Bill

I know my app may not be sensibly but I can't think of any code I have that is 
giving
us problems.

Off the top of my head I can't think of a place were we compare 2 vars.  Most 
of what
we do is Where colname = 'Smiht'  or  Where Phone Contains '1234'

I will double check my code for possible problems.

thanks
Marc
sitting in the back of the class with the pointy hat on
  ----- Original Message ----- 
  From: Bill Downall 
  To: RBASE-L Mailing List 
  Sent: Friday, April 11, 2008 8:23 AM
  Subject: [RBASE-L] - Re: EQNULL ON or OFF


  Marc,

  If you designed your database schema, using NOT NULL constraints sensibly, 
and if you program carefully so that you will never be comparing two unknown 
values, that go right ahead.

  In the SQL standard, if a variable or column is null, then a comparison of 
that value with an equal sign should always be false. An unknown value cannot 
be equal to any value, not even to another unknown value.

  EQNULL is an R:BASE accommodation for people who don't like that part of the 
SQL standard.

  Bill


  On Fri, Apr 11, 2008 at 9:19 PM, Marc <[EMAIL PROTECTED]> wrote:

    I always thought of Zero for integer and currency and EQNULL for
    text.

STORED RECORDS

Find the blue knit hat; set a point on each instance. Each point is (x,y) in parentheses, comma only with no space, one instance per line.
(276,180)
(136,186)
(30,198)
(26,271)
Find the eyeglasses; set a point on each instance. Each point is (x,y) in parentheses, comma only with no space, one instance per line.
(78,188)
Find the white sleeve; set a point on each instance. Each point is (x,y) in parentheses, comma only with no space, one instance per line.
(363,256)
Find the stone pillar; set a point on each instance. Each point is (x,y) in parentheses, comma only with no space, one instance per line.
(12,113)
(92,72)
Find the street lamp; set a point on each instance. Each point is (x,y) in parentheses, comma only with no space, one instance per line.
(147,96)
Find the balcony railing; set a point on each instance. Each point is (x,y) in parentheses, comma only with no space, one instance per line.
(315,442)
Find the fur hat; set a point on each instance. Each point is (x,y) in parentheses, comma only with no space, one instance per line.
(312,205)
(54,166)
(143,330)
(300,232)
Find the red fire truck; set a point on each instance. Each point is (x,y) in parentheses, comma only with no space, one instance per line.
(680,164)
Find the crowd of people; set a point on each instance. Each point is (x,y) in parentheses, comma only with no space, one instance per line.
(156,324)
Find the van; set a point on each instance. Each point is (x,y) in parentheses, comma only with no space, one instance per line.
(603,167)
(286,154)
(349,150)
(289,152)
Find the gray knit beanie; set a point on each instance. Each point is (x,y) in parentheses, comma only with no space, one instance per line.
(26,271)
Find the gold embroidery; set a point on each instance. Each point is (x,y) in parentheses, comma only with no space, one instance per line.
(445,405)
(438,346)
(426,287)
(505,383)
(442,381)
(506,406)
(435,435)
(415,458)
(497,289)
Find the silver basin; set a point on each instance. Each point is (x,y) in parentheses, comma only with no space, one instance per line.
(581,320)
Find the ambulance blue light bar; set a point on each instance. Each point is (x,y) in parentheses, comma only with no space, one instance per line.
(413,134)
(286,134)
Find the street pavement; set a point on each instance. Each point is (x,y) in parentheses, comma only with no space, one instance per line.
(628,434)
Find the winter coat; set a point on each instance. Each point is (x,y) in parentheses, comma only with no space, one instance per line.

STATED PROBLEM
Say whether each statement agrees with the email exchange about EQNULL above, answering yes or no and quoting the words from it that decide. (a) Under the SQL standard, one unknown value can never equal another unknown value. (b) EQNULL belongs to the SQL standard itself. (c) Marc plans to look through his code for possible problems.

OUTPUT BELOW
(a) Yes: "An unknown value cannot be equal to any value, not even to another unknown value."
(b) No: "EQNULL is an R:BASE accommodation for people who don't like that part of the SQL standard."
(c) Yes: "I will double check my code for possible problems."